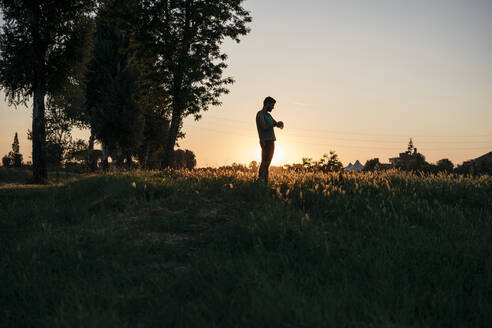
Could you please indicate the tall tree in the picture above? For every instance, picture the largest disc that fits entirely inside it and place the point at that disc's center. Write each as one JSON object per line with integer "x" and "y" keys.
{"x": 14, "y": 158}
{"x": 186, "y": 37}
{"x": 40, "y": 42}
{"x": 111, "y": 88}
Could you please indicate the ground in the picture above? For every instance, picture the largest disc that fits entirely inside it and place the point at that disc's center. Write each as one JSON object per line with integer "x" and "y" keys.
{"x": 215, "y": 248}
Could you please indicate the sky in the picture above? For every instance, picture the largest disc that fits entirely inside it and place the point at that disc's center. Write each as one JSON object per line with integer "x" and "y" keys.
{"x": 358, "y": 77}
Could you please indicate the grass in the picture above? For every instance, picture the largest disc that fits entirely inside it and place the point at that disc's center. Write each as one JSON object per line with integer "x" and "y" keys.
{"x": 214, "y": 248}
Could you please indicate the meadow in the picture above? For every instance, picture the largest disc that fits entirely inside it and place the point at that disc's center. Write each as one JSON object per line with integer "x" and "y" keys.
{"x": 213, "y": 248}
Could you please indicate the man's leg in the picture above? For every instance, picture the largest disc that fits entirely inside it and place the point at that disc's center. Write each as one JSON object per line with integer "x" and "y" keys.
{"x": 267, "y": 150}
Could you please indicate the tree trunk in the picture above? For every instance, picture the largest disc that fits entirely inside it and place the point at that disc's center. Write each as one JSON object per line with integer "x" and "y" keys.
{"x": 40, "y": 172}
{"x": 173, "y": 134}
{"x": 91, "y": 159}
{"x": 105, "y": 155}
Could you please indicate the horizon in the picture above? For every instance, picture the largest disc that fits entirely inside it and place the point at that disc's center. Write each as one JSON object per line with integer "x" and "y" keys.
{"x": 357, "y": 78}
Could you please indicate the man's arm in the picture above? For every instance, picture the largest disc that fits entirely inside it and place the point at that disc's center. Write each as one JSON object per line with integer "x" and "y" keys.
{"x": 263, "y": 124}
○ ○ ○ ○
▶ _To be done_: Nothing but the pictures may be dropped; output the records above exactly.

▶ _Task answer_:
Could you please indicate the tall tree in the picture above? For every instance, picture the largest disc that fits entirely inside it and place the point at that disc's center. Write each as one JSON object per line with integer "x" and "y" keys.
{"x": 14, "y": 158}
{"x": 186, "y": 37}
{"x": 40, "y": 42}
{"x": 111, "y": 88}
Could you please indicate the ground in the picture above? For every instance, picture the largest disc that fits entirely inside it and place the point at that disc's center. Write each as one JSON object per line with integer "x" and "y" keys.
{"x": 215, "y": 248}
Could you please indicate the sky in the picture above? For every instance, picture the largest disc that fits entirely inside it and place the point at that disc's center. Write each as one JSON object per line with integer "x" and "y" keys.
{"x": 358, "y": 77}
Could you please indicate the grass in the picture above? For every instance, picture the largest disc that fits entirely inside it and place the point at that disc's center. Write each as one JSON object per line with integer "x" and "y" keys.
{"x": 214, "y": 248}
Could you please indicate the meadow in the picture above? For every instance, picture the largest disc that fits entirely inside it and place the point at that disc's center. Write each as one JSON object per line with integer "x" and "y" keys.
{"x": 213, "y": 248}
Could you please indicate the man's leg in the picture above? For every instance, picture the largest disc that fits entirely inside it and place the point at that disc's center. Write each as one JSON object per line with integer "x" and "y" keys.
{"x": 267, "y": 150}
Could you please indicate the tree trunk in the picture above? For every instance, picture the largest disc that fits entirely inside it and place the point at that disc's center. Write each as one JSON object per line with integer "x" and "y" keys.
{"x": 40, "y": 172}
{"x": 173, "y": 134}
{"x": 91, "y": 159}
{"x": 105, "y": 155}
Could you please indicate the horizon in the picture above? For every instance, picture the largest disc that fits entirely inside it and place the point at that disc's center. Write each as one JSON object per line with integer "x" and "y" keys.
{"x": 357, "y": 78}
Could you please indicate the man's arm in the picture above? For every instance, picture the largest disc that fits entirely inside it and place the point at that disc's center. Write each as one JSON object per line with integer "x" and "y" keys.
{"x": 263, "y": 124}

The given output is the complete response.